Exercise prompt.
Reproduce the MotoGP article below word for word.

In the current MotoGP era, a team has never consisted of two premier class world champions--until now. For the '09 season, Ducati Corse united '07 titlist Casey Stoner with '06 champion Nicky Hayden in a bid to wrest the MotoGP crown back from Fiat Yamaha's Valentino Rossi.
But serious questions surround both, and whether they can overcome them will go a long way in determining the title hopes of the Bologna factory.
In 2008, Rossi gave the field--and Stoner in particular--a sobering lesson in why he is an eight-time World Champion. At the pivotal Red Bull U.S. Grand Prix, Rossi was able to attack and unnerve Stoner so brilliantly that the Italian was able to clinch the championship four races later in Japan. Rossi said the championship was his most difficult ever, but it didn't look that way.
It didn't hurt Stoner assisted Rossi's cause by falling off at Laguna Seca and the following two races. After his third consecutive crash at Misano Adriatico, Stoner revealed he'd re-injured a break in his left scaphoid (a small but important wrist bone) that he'd first fractured in '03. He would need an operation at the end of the season to correct it. Not only did the surgery offer no guarantee of success, but it was a potentially career-ending injury. For '09, Stoner has to prove he's physically fit for the rigors of an 18-race schedule. At the moment, he isn't certain.

Referring expression data.

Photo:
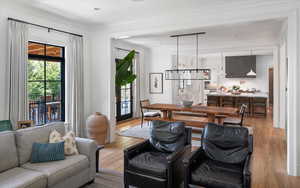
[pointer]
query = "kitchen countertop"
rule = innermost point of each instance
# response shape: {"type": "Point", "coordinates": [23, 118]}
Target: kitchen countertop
{"type": "Point", "coordinates": [258, 94]}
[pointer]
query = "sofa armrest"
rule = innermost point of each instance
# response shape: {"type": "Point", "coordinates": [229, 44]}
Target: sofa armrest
{"type": "Point", "coordinates": [193, 157]}
{"type": "Point", "coordinates": [88, 148]}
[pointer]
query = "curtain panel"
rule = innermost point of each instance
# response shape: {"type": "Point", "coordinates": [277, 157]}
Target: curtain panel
{"type": "Point", "coordinates": [17, 71]}
{"type": "Point", "coordinates": [75, 86]}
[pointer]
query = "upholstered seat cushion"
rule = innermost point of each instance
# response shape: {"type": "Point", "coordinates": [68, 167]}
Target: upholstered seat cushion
{"type": "Point", "coordinates": [151, 114]}
{"type": "Point", "coordinates": [57, 171]}
{"type": "Point", "coordinates": [218, 175]}
{"type": "Point", "coordinates": [233, 121]}
{"type": "Point", "coordinates": [8, 151]}
{"type": "Point", "coordinates": [150, 163]}
{"type": "Point", "coordinates": [22, 178]}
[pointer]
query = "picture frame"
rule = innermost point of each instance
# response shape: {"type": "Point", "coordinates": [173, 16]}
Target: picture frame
{"type": "Point", "coordinates": [24, 124]}
{"type": "Point", "coordinates": [156, 83]}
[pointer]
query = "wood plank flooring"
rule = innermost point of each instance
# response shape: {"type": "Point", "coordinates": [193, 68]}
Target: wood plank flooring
{"type": "Point", "coordinates": [268, 162]}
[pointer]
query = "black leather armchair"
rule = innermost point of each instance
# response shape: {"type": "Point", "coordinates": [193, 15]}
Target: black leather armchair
{"type": "Point", "coordinates": [157, 162]}
{"type": "Point", "coordinates": [222, 161]}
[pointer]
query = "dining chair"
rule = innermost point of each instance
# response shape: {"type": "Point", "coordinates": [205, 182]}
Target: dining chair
{"type": "Point", "coordinates": [237, 121]}
{"type": "Point", "coordinates": [145, 112]}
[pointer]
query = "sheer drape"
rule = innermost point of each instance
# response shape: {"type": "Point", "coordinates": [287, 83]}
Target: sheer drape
{"type": "Point", "coordinates": [17, 71]}
{"type": "Point", "coordinates": [75, 86]}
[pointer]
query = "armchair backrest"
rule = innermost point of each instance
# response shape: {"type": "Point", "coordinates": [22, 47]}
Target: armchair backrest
{"type": "Point", "coordinates": [143, 103]}
{"type": "Point", "coordinates": [226, 144]}
{"type": "Point", "coordinates": [168, 136]}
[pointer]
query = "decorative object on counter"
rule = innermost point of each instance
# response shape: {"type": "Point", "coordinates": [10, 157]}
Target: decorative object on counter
{"type": "Point", "coordinates": [24, 124]}
{"type": "Point", "coordinates": [156, 83]}
{"type": "Point", "coordinates": [188, 74]}
{"type": "Point", "coordinates": [235, 90]}
{"type": "Point", "coordinates": [97, 127]}
{"type": "Point", "coordinates": [187, 104]}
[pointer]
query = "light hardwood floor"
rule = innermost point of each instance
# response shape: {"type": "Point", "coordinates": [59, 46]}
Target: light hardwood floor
{"type": "Point", "coordinates": [268, 162]}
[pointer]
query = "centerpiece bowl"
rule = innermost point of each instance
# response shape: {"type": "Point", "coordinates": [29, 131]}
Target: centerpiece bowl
{"type": "Point", "coordinates": [187, 104]}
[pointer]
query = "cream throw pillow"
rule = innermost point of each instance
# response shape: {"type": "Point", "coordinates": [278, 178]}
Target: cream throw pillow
{"type": "Point", "coordinates": [69, 139]}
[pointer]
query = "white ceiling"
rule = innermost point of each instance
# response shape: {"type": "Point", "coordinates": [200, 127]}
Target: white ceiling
{"type": "Point", "coordinates": [120, 11]}
{"type": "Point", "coordinates": [249, 34]}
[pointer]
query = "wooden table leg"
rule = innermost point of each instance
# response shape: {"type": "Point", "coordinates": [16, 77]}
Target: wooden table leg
{"type": "Point", "coordinates": [221, 120]}
{"type": "Point", "coordinates": [211, 118]}
{"type": "Point", "coordinates": [165, 114]}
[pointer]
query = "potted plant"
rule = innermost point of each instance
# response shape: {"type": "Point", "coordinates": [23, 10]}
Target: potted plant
{"type": "Point", "coordinates": [124, 72]}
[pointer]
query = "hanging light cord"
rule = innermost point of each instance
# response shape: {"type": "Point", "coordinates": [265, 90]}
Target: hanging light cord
{"type": "Point", "coordinates": [177, 52]}
{"type": "Point", "coordinates": [197, 51]}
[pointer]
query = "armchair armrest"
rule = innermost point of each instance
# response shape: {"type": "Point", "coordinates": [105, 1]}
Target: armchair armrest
{"type": "Point", "coordinates": [136, 149]}
{"type": "Point", "coordinates": [178, 154]}
{"type": "Point", "coordinates": [247, 172]}
{"type": "Point", "coordinates": [193, 157]}
{"type": "Point", "coordinates": [88, 148]}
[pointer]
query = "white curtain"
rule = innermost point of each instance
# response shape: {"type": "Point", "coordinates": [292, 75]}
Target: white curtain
{"type": "Point", "coordinates": [17, 70]}
{"type": "Point", "coordinates": [75, 86]}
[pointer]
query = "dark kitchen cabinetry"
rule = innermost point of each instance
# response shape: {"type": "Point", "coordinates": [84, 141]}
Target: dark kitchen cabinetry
{"type": "Point", "coordinates": [239, 66]}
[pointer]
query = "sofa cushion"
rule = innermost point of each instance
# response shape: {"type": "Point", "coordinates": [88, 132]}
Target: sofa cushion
{"type": "Point", "coordinates": [47, 152]}
{"type": "Point", "coordinates": [150, 163]}
{"type": "Point", "coordinates": [58, 171]}
{"type": "Point", "coordinates": [8, 151]}
{"type": "Point", "coordinates": [22, 178]}
{"type": "Point", "coordinates": [68, 139]}
{"type": "Point", "coordinates": [26, 137]}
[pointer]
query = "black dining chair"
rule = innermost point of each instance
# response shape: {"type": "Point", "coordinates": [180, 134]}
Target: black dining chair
{"type": "Point", "coordinates": [145, 112]}
{"type": "Point", "coordinates": [237, 121]}
{"type": "Point", "coordinates": [222, 161]}
{"type": "Point", "coordinates": [157, 162]}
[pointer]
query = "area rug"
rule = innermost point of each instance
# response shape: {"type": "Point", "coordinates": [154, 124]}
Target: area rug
{"type": "Point", "coordinates": [107, 179]}
{"type": "Point", "coordinates": [144, 132]}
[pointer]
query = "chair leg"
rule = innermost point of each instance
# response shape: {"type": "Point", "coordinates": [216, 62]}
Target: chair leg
{"type": "Point", "coordinates": [142, 122]}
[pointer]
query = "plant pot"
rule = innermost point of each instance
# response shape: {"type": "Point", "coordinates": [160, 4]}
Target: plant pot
{"type": "Point", "coordinates": [97, 128]}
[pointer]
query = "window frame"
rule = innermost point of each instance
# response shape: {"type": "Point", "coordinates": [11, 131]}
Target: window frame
{"type": "Point", "coordinates": [46, 59]}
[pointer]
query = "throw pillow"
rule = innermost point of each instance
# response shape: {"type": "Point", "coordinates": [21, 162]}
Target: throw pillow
{"type": "Point", "coordinates": [5, 125]}
{"type": "Point", "coordinates": [70, 144]}
{"type": "Point", "coordinates": [47, 152]}
{"type": "Point", "coordinates": [69, 140]}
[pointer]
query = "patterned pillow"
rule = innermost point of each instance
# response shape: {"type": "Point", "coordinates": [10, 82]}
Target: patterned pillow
{"type": "Point", "coordinates": [69, 140]}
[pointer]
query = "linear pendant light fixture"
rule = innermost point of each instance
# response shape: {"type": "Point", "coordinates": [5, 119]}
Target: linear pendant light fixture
{"type": "Point", "coordinates": [187, 74]}
{"type": "Point", "coordinates": [251, 73]}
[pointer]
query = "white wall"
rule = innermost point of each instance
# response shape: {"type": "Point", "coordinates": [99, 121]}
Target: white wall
{"type": "Point", "coordinates": [162, 58]}
{"type": "Point", "coordinates": [18, 11]}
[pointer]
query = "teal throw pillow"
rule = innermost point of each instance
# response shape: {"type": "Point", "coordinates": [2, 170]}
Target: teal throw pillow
{"type": "Point", "coordinates": [5, 125]}
{"type": "Point", "coordinates": [47, 152]}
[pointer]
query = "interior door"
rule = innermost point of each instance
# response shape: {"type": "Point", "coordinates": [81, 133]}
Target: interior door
{"type": "Point", "coordinates": [124, 102]}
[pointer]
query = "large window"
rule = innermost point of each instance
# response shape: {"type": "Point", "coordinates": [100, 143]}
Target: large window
{"type": "Point", "coordinates": [46, 84]}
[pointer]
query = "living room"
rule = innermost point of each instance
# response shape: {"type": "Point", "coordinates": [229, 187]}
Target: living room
{"type": "Point", "coordinates": [79, 43]}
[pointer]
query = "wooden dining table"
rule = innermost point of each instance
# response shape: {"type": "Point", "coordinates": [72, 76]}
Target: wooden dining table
{"type": "Point", "coordinates": [213, 113]}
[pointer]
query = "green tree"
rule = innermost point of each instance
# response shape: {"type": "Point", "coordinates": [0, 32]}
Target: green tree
{"type": "Point", "coordinates": [36, 76]}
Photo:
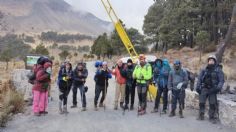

Expected output.
In the current MotoGP era, a team has never consisted of two premier class world champions--until now. For the '09 season, Ducati Corse united '07 titlist Casey Stoner with '06 champion Nicky Hayden in a bid to wrest the MotoGP crown back from Fiat Yamaha's Valentino Rossi.
But serious questions surround both, and whether they can overcome them will go a long way in determining the title hopes of the Bologna factory.
In 2008, Rossi gave the field--and Stoner in particular--a sobering lesson in why he is an eight-time World Champion. At the pivotal Red Bull U.S. Grand Prix, Rossi was able to attack and unnerve Stoner so brilliantly that the Italian was able to clinch the championship four races later in Japan. Rossi said the championship was his most difficult ever, but it didn't look that way.
It didn't hurt Stoner assisted Rossi's cause by falling off at Laguna Seca and the following two races. After his third consecutive crash at Misano Adriatico, Stoner revealed he'd re-injured a break in his left scaphoid (a small but important wrist bone) that he'd first fractured in '03. He would need an operation at the end of the season to correct it. Not only did the surgery offer no guarantee of success, but it was a potentially career-ending injury. For '09, Stoner has to prove he's physically fit for the rigors of an 18-race schedule. At the moment, he isn't certain.